[[ Extracted material open ]]
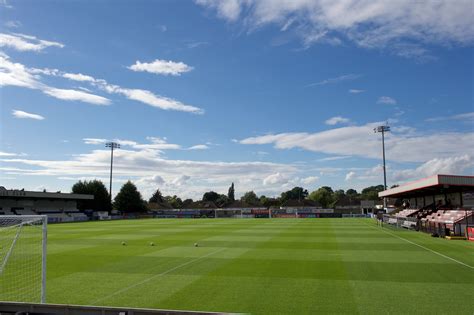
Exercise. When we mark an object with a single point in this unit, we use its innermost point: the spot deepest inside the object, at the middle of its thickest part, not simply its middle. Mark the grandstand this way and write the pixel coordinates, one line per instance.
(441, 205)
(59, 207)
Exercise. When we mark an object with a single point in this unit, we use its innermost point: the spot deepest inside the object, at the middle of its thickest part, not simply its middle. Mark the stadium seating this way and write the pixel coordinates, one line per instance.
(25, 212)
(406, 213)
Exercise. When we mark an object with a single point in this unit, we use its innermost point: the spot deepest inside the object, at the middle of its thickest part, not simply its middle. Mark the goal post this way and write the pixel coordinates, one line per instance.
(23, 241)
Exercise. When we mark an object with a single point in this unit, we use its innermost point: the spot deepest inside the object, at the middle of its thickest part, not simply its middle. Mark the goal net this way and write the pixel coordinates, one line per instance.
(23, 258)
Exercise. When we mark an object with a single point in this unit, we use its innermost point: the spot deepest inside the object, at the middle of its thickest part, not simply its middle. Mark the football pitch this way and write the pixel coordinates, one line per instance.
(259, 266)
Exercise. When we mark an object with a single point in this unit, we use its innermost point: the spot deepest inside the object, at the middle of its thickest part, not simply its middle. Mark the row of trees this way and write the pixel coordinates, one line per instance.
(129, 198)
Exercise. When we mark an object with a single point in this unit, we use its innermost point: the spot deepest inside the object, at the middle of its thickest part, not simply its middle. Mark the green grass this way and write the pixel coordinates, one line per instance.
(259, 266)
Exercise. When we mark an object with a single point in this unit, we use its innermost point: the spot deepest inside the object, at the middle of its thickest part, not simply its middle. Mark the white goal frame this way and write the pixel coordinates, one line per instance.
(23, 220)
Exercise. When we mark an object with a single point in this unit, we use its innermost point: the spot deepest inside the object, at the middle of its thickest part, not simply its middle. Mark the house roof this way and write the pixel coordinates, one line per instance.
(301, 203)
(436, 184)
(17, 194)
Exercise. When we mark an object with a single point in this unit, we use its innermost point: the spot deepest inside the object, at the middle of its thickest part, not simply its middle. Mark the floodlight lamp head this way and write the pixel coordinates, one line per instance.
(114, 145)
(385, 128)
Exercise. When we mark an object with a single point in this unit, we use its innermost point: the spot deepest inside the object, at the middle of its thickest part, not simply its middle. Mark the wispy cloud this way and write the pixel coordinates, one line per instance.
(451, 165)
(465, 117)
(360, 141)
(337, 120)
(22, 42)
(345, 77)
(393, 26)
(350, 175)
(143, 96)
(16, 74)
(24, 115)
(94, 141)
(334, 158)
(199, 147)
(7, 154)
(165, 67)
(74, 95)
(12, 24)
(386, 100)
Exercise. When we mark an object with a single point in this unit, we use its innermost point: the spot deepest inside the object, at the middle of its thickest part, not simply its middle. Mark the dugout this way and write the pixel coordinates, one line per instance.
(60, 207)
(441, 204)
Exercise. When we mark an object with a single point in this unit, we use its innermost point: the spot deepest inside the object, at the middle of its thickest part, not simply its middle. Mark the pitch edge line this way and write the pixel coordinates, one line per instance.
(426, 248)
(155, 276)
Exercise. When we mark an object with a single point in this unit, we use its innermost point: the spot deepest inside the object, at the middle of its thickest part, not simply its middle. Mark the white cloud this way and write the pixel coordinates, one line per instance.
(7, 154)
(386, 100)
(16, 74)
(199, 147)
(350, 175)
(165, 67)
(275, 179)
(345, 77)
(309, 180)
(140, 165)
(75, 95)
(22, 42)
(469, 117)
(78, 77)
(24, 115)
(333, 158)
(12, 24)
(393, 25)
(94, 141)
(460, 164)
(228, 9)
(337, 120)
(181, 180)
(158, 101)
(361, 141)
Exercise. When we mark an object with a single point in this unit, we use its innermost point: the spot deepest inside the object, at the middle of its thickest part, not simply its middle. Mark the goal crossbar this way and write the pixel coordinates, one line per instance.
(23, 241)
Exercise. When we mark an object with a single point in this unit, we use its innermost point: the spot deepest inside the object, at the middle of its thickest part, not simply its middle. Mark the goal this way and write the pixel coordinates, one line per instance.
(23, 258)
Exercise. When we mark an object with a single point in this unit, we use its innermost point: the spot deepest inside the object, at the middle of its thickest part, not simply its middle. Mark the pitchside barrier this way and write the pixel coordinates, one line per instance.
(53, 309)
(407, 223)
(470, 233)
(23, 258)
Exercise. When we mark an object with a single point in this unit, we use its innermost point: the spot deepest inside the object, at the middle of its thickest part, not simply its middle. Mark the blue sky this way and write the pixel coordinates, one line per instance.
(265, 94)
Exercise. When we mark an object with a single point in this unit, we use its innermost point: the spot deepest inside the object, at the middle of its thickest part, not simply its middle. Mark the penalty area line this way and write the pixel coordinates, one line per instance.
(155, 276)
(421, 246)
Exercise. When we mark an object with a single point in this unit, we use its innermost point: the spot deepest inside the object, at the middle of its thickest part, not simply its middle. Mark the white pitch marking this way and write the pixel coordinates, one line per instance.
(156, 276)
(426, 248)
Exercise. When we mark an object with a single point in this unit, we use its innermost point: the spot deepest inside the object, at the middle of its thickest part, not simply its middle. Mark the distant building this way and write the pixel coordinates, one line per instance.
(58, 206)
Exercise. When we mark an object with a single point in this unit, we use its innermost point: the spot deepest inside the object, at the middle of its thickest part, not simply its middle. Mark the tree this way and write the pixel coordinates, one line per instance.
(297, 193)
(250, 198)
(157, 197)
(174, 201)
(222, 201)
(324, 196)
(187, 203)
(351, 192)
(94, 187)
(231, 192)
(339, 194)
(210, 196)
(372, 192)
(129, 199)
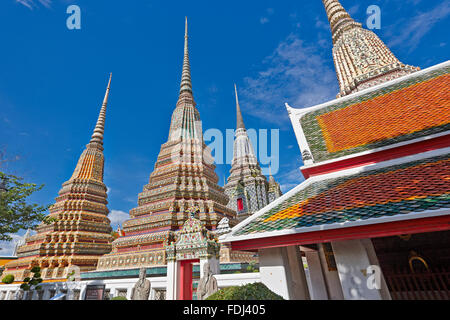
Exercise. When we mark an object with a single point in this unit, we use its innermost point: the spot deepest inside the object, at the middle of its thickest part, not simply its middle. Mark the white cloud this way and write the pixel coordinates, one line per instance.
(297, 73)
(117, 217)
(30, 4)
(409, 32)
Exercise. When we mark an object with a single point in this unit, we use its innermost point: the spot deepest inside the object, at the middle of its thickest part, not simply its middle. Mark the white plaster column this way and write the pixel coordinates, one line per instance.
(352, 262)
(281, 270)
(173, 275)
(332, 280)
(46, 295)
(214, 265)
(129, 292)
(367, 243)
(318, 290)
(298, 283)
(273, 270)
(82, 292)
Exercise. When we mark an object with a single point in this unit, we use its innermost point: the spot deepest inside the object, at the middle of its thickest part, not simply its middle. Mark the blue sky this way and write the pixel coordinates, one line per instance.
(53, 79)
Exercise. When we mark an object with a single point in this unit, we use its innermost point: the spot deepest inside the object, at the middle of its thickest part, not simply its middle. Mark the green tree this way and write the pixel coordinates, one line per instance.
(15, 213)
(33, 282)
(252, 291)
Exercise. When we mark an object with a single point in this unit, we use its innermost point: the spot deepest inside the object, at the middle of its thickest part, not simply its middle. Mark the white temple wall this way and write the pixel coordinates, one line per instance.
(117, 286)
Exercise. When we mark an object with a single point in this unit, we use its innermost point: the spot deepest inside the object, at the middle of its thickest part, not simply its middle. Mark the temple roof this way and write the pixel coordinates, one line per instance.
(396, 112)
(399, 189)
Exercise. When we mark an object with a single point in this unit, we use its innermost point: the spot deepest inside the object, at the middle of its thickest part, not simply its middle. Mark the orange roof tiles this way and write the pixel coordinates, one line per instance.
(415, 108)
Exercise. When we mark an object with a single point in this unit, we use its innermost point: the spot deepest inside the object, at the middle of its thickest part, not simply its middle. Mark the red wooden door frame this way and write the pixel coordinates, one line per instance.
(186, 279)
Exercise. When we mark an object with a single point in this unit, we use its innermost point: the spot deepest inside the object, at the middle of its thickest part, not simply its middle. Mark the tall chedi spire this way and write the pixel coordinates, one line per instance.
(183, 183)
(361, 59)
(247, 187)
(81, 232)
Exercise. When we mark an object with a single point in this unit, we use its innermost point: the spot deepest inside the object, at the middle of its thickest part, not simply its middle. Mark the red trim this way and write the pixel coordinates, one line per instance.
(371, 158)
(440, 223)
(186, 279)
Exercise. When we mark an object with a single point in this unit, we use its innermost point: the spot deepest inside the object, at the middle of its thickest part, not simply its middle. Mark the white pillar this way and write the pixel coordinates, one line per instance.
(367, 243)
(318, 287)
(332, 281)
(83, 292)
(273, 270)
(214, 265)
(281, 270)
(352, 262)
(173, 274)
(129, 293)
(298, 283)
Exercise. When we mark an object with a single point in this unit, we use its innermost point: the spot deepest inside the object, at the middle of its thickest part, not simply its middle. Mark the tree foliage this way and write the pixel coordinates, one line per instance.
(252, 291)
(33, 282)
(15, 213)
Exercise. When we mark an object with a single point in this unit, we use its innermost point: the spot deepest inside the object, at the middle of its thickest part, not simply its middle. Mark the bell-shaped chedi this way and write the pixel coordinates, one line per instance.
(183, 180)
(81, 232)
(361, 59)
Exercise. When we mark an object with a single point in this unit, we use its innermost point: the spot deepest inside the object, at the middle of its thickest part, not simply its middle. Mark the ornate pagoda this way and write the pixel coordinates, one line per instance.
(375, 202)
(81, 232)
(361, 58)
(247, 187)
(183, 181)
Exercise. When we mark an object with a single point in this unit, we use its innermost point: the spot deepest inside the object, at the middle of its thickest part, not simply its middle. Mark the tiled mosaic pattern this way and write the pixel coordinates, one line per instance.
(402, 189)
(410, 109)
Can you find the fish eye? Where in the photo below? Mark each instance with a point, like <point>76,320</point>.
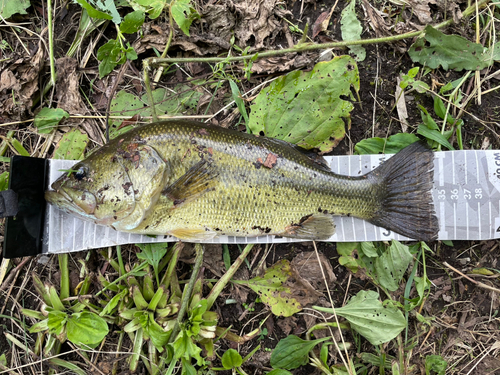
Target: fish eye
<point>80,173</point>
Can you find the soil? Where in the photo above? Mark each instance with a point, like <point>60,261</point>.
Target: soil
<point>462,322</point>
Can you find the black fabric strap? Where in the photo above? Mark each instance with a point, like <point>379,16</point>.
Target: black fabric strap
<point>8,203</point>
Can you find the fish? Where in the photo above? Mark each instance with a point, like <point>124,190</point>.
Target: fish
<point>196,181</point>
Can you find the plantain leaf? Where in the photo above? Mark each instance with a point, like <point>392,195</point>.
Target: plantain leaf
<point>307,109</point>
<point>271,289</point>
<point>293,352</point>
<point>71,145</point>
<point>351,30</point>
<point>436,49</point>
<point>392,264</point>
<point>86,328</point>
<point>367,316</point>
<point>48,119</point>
[[ Extracted material closed ]]
[[ Extracted material open ]]
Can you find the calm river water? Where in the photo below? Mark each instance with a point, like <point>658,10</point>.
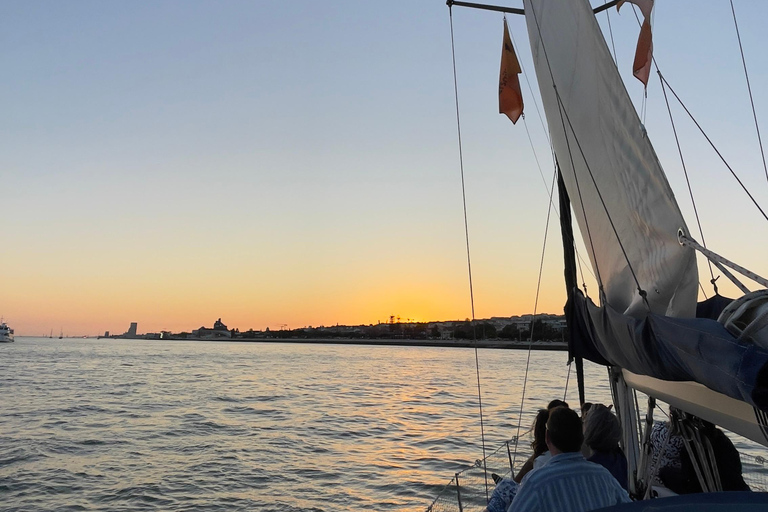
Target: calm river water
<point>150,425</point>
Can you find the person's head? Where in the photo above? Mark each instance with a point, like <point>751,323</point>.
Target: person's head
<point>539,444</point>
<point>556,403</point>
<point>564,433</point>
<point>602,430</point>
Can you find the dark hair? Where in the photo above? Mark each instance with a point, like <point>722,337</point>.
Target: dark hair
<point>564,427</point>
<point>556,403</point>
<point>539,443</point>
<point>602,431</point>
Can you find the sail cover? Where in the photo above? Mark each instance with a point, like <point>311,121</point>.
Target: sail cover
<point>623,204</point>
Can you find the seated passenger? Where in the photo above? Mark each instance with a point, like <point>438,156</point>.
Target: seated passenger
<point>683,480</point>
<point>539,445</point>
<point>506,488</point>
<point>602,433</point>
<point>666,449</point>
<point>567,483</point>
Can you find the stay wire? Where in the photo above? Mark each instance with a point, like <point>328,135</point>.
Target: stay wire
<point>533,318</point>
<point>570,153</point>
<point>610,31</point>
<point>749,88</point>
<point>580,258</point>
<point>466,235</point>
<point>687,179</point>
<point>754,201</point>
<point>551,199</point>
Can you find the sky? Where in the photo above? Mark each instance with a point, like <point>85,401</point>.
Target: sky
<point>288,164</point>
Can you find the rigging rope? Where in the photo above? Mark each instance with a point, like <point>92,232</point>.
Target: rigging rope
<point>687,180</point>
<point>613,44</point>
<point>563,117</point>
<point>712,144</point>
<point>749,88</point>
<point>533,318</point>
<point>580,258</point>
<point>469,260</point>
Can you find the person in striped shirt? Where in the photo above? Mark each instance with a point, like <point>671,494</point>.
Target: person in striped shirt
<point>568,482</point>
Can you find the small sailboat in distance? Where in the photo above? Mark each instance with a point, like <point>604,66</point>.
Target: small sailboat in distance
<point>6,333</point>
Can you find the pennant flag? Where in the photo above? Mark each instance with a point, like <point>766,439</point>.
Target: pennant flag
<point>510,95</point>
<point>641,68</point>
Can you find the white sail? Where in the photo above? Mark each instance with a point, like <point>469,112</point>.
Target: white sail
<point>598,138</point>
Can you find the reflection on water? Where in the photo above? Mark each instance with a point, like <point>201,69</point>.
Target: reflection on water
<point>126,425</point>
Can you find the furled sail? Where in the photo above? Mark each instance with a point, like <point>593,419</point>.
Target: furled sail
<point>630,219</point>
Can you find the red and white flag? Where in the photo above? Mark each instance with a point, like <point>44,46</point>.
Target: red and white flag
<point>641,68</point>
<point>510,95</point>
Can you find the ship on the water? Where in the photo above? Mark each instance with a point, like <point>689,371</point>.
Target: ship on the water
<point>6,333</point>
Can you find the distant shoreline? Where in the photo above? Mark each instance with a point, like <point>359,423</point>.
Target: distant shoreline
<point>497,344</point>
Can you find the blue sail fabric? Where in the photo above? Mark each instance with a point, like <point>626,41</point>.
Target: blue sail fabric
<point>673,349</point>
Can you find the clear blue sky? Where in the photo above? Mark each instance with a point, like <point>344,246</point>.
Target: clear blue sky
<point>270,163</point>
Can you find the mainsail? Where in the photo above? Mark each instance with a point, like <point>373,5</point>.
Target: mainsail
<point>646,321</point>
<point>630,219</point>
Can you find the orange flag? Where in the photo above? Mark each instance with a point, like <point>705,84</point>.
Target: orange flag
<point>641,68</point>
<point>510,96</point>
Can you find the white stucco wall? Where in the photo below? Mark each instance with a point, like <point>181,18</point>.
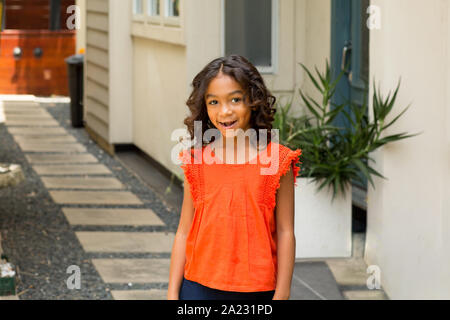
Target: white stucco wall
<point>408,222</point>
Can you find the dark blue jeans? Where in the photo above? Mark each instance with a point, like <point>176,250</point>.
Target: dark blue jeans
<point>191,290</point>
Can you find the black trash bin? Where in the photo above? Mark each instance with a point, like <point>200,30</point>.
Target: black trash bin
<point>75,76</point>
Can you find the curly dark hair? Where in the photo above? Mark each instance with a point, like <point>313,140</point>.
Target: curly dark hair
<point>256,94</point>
[[ Extracted material closed ]]
* **To do**
Review the preceding data and report every line that includes the string "below".

* **Exercise answer**
Can you find the fish eye? Where in the photo below? Mark each instance with a point, like <point>76,320</point>.
Can you find the calm river water? Where in the photo below? Mark each instance with a point, like <point>658,10</point>.
Can you find the white stucco wall? Where in the photo below? Mark each instance with a point, like <point>181,18</point>.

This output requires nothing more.